**SHORT PROBLEM**
Will you give the material below again, every line exactly as it is?

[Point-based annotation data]
....

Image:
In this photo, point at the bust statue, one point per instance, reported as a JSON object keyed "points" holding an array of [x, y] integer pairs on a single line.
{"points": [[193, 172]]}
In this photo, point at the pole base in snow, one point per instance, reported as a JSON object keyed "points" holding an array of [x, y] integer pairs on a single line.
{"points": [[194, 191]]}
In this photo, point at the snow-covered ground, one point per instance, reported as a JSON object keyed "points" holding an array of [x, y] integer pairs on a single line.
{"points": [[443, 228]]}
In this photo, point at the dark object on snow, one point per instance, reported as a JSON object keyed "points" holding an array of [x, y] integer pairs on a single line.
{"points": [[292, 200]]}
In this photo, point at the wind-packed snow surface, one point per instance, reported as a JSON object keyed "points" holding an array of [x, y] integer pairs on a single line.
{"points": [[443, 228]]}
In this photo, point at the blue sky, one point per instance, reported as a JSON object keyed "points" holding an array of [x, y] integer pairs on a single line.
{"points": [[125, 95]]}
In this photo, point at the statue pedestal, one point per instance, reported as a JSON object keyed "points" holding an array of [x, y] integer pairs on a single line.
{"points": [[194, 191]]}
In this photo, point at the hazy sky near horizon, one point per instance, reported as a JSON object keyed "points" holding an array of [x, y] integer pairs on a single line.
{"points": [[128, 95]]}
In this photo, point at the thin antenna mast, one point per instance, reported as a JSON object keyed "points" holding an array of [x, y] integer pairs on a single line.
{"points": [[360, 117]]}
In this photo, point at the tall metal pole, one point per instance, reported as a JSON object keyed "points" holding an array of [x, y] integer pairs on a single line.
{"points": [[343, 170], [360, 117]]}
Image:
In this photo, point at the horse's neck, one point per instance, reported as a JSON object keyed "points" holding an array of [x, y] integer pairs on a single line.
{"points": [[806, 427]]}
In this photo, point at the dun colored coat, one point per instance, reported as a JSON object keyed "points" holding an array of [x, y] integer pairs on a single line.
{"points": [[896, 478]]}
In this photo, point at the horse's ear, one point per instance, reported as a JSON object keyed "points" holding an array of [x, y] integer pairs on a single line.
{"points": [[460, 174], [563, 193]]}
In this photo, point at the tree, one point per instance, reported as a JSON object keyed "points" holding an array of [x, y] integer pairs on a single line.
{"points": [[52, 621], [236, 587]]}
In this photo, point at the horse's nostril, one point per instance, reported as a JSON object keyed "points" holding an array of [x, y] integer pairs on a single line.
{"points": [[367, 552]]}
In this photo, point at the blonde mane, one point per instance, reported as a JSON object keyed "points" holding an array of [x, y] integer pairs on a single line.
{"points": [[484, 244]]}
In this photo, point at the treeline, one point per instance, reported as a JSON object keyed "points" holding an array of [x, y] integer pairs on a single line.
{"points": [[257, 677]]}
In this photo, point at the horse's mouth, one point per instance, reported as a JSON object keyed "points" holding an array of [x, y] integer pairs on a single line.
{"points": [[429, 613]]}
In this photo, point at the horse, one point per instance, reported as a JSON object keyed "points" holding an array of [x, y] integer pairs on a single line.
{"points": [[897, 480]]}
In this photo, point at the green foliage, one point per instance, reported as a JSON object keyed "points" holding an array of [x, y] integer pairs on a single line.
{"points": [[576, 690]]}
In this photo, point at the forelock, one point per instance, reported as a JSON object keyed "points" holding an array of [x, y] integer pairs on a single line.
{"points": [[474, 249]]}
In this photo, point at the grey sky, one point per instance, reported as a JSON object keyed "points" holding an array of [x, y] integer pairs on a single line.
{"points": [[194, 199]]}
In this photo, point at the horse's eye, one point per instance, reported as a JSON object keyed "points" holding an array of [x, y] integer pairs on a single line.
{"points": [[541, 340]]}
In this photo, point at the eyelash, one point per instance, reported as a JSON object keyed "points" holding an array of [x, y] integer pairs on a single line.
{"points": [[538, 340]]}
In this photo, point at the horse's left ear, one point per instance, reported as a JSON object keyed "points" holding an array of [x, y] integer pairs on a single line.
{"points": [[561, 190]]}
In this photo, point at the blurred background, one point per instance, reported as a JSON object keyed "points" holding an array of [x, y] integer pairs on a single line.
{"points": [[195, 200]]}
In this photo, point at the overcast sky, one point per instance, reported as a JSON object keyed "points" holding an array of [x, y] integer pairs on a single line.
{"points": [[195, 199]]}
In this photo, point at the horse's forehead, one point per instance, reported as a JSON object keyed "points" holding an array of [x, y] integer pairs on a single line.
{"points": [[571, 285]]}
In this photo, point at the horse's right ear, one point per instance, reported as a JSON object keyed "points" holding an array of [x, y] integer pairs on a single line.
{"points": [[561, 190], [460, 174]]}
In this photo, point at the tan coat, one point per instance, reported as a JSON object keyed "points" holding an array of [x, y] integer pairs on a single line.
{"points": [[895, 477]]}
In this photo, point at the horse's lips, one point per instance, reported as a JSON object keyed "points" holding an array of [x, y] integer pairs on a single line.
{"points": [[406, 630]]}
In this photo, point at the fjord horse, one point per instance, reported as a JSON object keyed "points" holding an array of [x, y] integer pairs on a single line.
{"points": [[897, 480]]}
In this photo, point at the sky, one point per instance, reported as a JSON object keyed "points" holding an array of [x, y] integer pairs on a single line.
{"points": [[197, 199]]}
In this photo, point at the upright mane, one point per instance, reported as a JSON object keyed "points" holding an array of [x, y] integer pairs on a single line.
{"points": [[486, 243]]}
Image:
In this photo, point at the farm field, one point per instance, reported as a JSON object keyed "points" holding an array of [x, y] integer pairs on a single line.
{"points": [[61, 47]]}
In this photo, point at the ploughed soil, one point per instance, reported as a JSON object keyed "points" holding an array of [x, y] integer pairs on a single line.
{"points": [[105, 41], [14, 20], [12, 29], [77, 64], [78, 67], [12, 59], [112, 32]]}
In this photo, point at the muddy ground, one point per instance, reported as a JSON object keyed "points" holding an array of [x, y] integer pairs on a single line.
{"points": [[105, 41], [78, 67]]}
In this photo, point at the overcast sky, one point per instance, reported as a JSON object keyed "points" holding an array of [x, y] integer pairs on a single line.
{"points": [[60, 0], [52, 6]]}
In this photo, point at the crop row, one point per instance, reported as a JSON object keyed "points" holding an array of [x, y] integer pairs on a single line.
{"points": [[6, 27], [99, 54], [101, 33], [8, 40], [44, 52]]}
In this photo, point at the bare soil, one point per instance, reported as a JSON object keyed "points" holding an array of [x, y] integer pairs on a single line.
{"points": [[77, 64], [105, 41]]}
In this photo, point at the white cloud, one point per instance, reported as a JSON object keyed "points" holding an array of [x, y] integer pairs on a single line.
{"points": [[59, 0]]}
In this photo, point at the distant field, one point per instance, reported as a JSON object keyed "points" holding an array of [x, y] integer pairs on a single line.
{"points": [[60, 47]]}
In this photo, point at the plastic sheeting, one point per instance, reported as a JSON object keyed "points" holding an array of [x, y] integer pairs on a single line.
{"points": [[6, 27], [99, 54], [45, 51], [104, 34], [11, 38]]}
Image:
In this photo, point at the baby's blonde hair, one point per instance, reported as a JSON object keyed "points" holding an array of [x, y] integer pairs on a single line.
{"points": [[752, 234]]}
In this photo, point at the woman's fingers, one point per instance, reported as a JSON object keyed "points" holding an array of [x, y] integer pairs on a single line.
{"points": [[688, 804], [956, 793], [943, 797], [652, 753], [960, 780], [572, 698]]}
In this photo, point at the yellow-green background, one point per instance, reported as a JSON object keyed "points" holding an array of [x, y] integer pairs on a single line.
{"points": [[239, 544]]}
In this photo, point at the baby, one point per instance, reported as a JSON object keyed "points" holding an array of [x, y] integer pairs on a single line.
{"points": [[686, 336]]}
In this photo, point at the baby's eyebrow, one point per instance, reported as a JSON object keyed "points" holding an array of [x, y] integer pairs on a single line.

....

**RESPONSE BELOW**
Image:
In this photo, point at the bust statue, one point per instance, reported as a JSON object keyed "points" holding an array of [x, y] integer pairs on a single line.
{"points": [[193, 172]]}
In this photo, point at the pole base in snow, one point per instance, reported as a JSON object keyed "points" holding an array of [x, y] integer pairs on a single line.
{"points": [[194, 191]]}
In this photo, point at the snow-covered ground, one point per instance, reported as a JSON object keyed "points" holding an array of [x, y] integer pairs on a single line.
{"points": [[443, 228]]}
In this photo, point at the dark object on snow, one point per instance, reported as a JSON object keyed "points" holding an array of [x, y] integer pairs on a single line.
{"points": [[292, 200]]}
In this photo, point at the wind-packed snow surface, one point per instance, reported as a JSON object keyed "points" holding an array of [x, y] integer pairs on a single line.
{"points": [[443, 228]]}
In this photo, point at the blue sky, one point per instance, reported as a JSON object keyed "points" holding an array of [x, y] integer pairs on a single line.
{"points": [[125, 95]]}
In this photo, point at the statue pedestal, one point per instance, reported as a JSON object keyed "points" holding an array of [x, y] integer pairs on a single line.
{"points": [[194, 191]]}
In this photo, point at the hazy sky near horizon, one point per instance, reported as a JSON object keyed "points" holding an array of [x, y] integer pairs on a single line.
{"points": [[128, 95]]}
In this photo, point at the thin antenna mast, one point per instance, reported as a JSON object keyed "points" holding an array of [x, y] integer pairs on a single line.
{"points": [[360, 117]]}
In this photo, point at the tall metal pole, one point per instance, reported as a JSON object keyed "points" holding an array of [x, y] integer pairs on a single line.
{"points": [[343, 170], [360, 117]]}
Image:
In this photo, point at the horse's neck, one point per instance, reported as a JSON object keyed "points" holding an array of [x, y] integer pairs on a single line.
{"points": [[806, 427]]}
In this photo, point at the dun colored coat, one point per instance, reported as a JSON object keyed "points" holding an array of [x, y] integer pairs on a single line.
{"points": [[896, 478]]}
In this photo, point at the horse's ear, one point per instance, reported as a JSON object keyed "points" holding an array of [x, y] integer pairs on a single line.
{"points": [[460, 174], [563, 193]]}
In this photo, point at the tree, one point per instance, reported as a JSON object keyed "points" holding an array of [x, y] integer pairs on a single line.
{"points": [[52, 621], [236, 587]]}
In this photo, point at the horse's nostril, one point per instance, reported as a JSON object keyed "points" holding an array of [x, y] integer pairs on a single line.
{"points": [[367, 552]]}
In this photo, point at the blonde mane, one point per instance, reported as a JSON object keyed "points" holding an array of [x, y] integer pairs on a single line.
{"points": [[484, 244]]}
In this photo, point at the treeline, one point per instance, reported as a JSON object keyed "points" holding an array of [x, y] integer pairs on a single line.
{"points": [[257, 677]]}
In this photo, point at the horse's mouth, one point per instance, reported as a JSON object keyed "points" holding an array of [x, y] integer pairs on a single line.
{"points": [[429, 613]]}
In this photo, point at the horse, one point per instance, reported as a JSON object keyed "points" holding an array of [x, y] integer pairs on a single line.
{"points": [[897, 480]]}
In this photo, point at the green foliage, one point per instance, reported as a JSON object keyed "points" holding an array of [x, y] integer pairs on a single line.
{"points": [[576, 690]]}
In this photo, point at the forelock, one point per instance, reported as a JSON object keyed "points" holding an array of [x, y] integer pairs on a single line.
{"points": [[474, 249]]}
In this photo, point at the grey sky, one point per instance, reported as a JSON object keyed "points" holding an array of [x, y] integer pairs on a single line.
{"points": [[194, 199]]}
In this photo, point at the horse's eye, one point per instance, reported as a JSON object keyed "points" holding an array of [x, y] integer pairs on a single line.
{"points": [[541, 340]]}
In this photo, point at the eyelash, one point per instance, reported as a JSON object keyed "points" holding an array of [x, y] integer pairs on a single line.
{"points": [[538, 340]]}
In this photo, point at the horse's left ear, one point per instance, reported as a JSON object keyed "points" holding an array of [x, y] integer pairs on a single line.
{"points": [[561, 190]]}
In this photo, point at the blurred background, one point per instance, reported as a JSON object keyed "points" holding an array of [x, y] integer pairs on a single line.
{"points": [[195, 200]]}
In this photo, point at the overcast sky, one point per instance, reported as a JSON object keyed "points" holding an array of [x, y] integer pairs on a single line.
{"points": [[195, 199]]}
In this photo, point at the horse's forehead, one point per instance, reported as a JSON object keyed "points" holding an array of [x, y] integer pairs on a single line.
{"points": [[571, 285]]}
In this photo, point at the horse's right ear, one point per instance, reported as a JSON object keyed "points" holding an array of [x, y] integer pairs on a single line.
{"points": [[561, 190], [460, 174]]}
In this photo, point at the tan coat, one point per instance, reported as a JSON object keyed "points" holding an array of [x, y] integer pairs on a single line.
{"points": [[895, 477]]}
In this photo, point at the horse's lips, one point per instance, reported as a JSON object keyed "points" holding an array of [x, y] integer pairs on a single line.
{"points": [[406, 630]]}
In this photo, point at the fjord horse, one point per instance, reported as a JSON object keyed "points" holding an array of [x, y] integer pairs on a single line.
{"points": [[897, 480]]}
In this photo, point at the sky, one point per instance, reported as a JSON object keyed "points" holding an array of [x, y] integer pairs on a single line.
{"points": [[197, 199]]}
In this photo, point at the upright mane, one point per instance, reported as a JSON object keyed "points" holding an array of [x, y] integer pairs on a single line.
{"points": [[486, 243]]}
Image:
In this photo, point at the farm field, one point per instance, reported as a JSON object keyed "points" holding an array of [x, y] integer pairs on a single line.
{"points": [[61, 47]]}
In this photo, point at the ploughed soil, one point per instance, reported as a JSON object keyed "points" holding an array of [x, y] integer pairs on a single line.
{"points": [[105, 41], [14, 20], [12, 29], [77, 64], [78, 67], [12, 59], [112, 32]]}
In this photo, point at the muddy ground, one point per instance, reported as a JSON object keyed "points" holding an array of [x, y] integer pairs on a single line.
{"points": [[105, 41], [78, 67]]}
In this photo, point at the overcast sky, one point per instance, reported as a JSON object keyed "points" holding an array of [x, y] integer pairs on a single line.
{"points": [[60, 0], [52, 6]]}
In this photo, point at the crop row, one point per instance, reported as a JSON object keyed "points" holding an array of [x, y] integer pairs on a single line.
{"points": [[6, 27], [99, 54], [101, 33], [8, 40], [44, 52]]}
In this photo, point at the bare soil, one point per instance, reported as a JSON object keyed "points" holding an array of [x, y] integer pairs on a single line.
{"points": [[77, 64], [105, 41]]}
In this photo, point at the white cloud, one point per instance, reported as a JSON object keyed "points" holding an array of [x, y] integer pairs on a single line.
{"points": [[59, 0]]}
In this photo, point at the distant field, one point per instance, reported as a JSON object keyed "points" holding an array of [x, y] integer pairs on a single line.
{"points": [[60, 47]]}
In this photo, point at the plastic sheeting, one point per instance, reported as a JSON object keyed "points" holding an array of [x, y] integer pairs on a single line.
{"points": [[6, 27], [99, 54], [45, 51], [104, 34], [11, 38]]}
Image:
In this photo, point at the baby's blonde hair, one point per instance, reported as a JSON object keyed "points" holding an array of [x, y] integer pairs on a single line.
{"points": [[752, 234]]}
In this photo, point at the woman's fingers, one point per instance, reported as a JSON object keyed "points" holding an array of [x, y] integer pairs on a single line.
{"points": [[688, 804], [956, 793], [943, 797], [652, 753], [960, 780], [572, 698]]}
In this photo, point at the yellow-green background, one point per instance, reported as a JSON object keyed "points" holding an array of [x, y] integer pairs on a single line.
{"points": [[239, 544]]}
In this photo, point at the baby, one point per instance, reported as a JSON object keyed "points" holding an array of [x, y] integer pairs on a single line.
{"points": [[686, 336]]}
In this photo, point at the baby's eyebrow, one point per instance, reported as a JSON object keyed "points" holding an array of [x, y] integer pairs on a single line.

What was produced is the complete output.